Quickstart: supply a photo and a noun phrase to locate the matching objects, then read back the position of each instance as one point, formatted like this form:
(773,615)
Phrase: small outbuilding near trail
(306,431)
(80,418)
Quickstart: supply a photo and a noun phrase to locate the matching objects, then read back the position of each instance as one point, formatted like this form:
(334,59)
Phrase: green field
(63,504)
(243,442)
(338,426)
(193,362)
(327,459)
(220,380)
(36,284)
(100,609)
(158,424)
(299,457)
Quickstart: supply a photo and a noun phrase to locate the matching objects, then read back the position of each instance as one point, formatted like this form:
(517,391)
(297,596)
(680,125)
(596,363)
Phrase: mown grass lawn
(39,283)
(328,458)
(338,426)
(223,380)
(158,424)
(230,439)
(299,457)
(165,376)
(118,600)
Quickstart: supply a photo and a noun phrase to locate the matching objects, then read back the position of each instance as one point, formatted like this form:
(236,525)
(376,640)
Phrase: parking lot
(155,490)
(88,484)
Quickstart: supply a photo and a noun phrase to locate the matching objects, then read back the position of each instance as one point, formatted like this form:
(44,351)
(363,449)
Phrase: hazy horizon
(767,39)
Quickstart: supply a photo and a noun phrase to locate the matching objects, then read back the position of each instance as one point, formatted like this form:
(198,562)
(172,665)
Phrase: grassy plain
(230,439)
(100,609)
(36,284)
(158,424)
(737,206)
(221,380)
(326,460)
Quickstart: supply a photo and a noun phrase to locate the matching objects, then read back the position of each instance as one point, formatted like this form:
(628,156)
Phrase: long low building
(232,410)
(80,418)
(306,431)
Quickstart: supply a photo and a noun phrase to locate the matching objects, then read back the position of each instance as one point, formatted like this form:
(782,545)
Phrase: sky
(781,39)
|---|
> **Your task**
An exact copy of the listing is the goal. Transcribe it in full.

> **Task output**
Quickstart: supply a photo and a noun phrase to locate the matching objects, then read back the position of each instance as one point, formatted like this form:
(773,615)
Phrase: small outbuilding near trail
(306,431)
(80,418)
Quickstart: supply a photo and a noun phrase to locate the matching objects, then read back the position of each instance as one point, formatted like this form:
(334,59)
Phrase: green field
(63,504)
(243,442)
(338,426)
(193,362)
(327,459)
(220,380)
(36,284)
(100,609)
(158,424)
(299,457)
Quickstart: supply a photo and a noun phrase to locate the matching objects, then read back the position of each instance as one point, formatted like this form:
(517,391)
(297,596)
(680,125)
(596,363)
Phrase: mown grass lawn
(39,283)
(328,458)
(338,426)
(223,380)
(158,424)
(230,439)
(299,457)
(165,376)
(118,600)
Quickstart: supply a photo and a noun phrase to locate the matching objects, then read back the position of each instance as one point, formatted like this form:
(236,525)
(376,640)
Phrase: parking lot
(155,490)
(88,484)
Quickstart: supply a photo and a noun phrase to locate the matching objects, then read back the position of each instance as one point, formatted like this form:
(44,351)
(363,449)
Phrase: hazy horizon
(767,39)
Quickstart: supply a photo and a noun phrase to locate the matching objects, then read back the position of each instance as one point, formatted like this form:
(198,562)
(172,665)
Phrase: grassy plain
(230,439)
(100,609)
(36,284)
(158,424)
(737,206)
(221,380)
(326,460)
Quickstart: supply a photo and a noun phrase to locate the matching objects, then read back the position of each instance as one point, formatted like this form:
(628,156)
Phrase: long low building
(232,410)
(80,418)
(306,431)
Quickstart: supply a photo and a noun phrase to locate the matching objects, then read back the position of each instance as one point, formatted like this form:
(782,545)
Phrase: sky
(781,39)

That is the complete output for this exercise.